# What to work on
In the forum thread on gas versus diesel fuel economy, list the factors that Andy says his uncertainty revolves around.

# Document excerpt
'''

# Gas Vs Diesel Fuel economy



## rafternw (Mar 17, 2005)

Hi everybody! I'm new to this forum. We are moving up from a travel trailer to a motor home. With todays fuel prices I think the Gas/Diesel topic has become less clearly defined. I would appreciate any feedback that any member would like to send me. We are looking for a 32' to 36' Class A. My uncertainty revolves around fuel economy, towing capacity, and engine life expectancy. Weighing all three of these factors prior to a purchase is my goal. Tell me your personal experiences and please include adequate details regarding engine make, mod, year,displacement, trans, length of MH, approximate weight, and towed weight, approximate MPG, and repair history. Any verified second hand reports are welcome as well. Since Gas is now cheaper than Diesel by a significant margin has the fuel economy issues become moot? Is the greater cost of a diesel offset by lower maintenance costs over the long haul? Gas units appear to be about half the cost of Diesel units for like quality and features. Do the newer Gas engines deliver enough torque and power for towing an average sized SUV when the coach is fully loaded?

Thanks for your replys,

Andy


----------



## janicenlarry (Mar 18, 2005)

Gas Vs Diesel Fuel economy

Welcome to the forums Andy.  We spent 4 yrs full timing in a 36' Winnebago Chieftain with a Ford V-10 equipped with a Banks performance package.  Averaged 7 mpg with the unit weighing 19,000# pulling a 3700# Jeep.  This is a well built unit with lower than average maintenance/repair & operating costs.  Unit had plenty of pep and pulling capacity and was a joy to drive.  
It is pretty hard to justify the addl cost of a diesel which adds approx $25,000 above the gas version.  You have to drive a lot of miles annually to pay that nut off.  As a full timer, you will not be running much more than 10-15,000 mi/yr as you are not in a hurry to get anywhere and you can stop and enjoy or rest as you see fit.
Keep doing your research and look thru the internet and you can find some great deals on slightly used motorhomes.  Take your time and look around and learn.  Good luck :laugh:


----------



## Darrell (Jul 12, 2005)

Gas Vs Diesel Fuel economy

I don't own a diesel MH but here are just a few points to consider.

'''

# Data records
'''

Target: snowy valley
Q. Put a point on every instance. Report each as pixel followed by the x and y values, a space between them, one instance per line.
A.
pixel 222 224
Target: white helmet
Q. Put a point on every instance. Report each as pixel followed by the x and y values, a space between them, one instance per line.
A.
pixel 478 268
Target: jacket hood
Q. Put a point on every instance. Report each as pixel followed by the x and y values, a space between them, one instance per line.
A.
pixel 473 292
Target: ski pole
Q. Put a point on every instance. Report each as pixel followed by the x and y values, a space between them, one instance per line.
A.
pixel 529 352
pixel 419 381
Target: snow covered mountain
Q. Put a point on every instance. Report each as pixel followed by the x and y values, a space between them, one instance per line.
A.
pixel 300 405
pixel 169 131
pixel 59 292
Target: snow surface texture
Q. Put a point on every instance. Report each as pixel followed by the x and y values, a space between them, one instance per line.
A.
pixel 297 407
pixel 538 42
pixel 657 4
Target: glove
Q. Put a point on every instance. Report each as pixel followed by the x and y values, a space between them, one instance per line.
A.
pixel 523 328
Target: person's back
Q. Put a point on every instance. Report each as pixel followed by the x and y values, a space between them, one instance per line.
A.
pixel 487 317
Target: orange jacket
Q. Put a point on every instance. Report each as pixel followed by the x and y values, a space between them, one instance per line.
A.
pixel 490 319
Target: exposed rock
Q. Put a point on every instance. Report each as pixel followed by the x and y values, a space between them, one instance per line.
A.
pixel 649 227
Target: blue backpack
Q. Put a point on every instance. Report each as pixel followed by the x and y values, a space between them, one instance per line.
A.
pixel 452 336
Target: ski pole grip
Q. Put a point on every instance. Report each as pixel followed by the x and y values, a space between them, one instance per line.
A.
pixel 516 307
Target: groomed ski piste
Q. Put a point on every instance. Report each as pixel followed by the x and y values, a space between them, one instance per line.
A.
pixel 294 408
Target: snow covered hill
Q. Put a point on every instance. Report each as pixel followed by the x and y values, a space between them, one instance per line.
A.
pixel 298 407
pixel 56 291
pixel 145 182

'''

# Worked answer
Fuel economy, towing capacity, and engine life expectancy.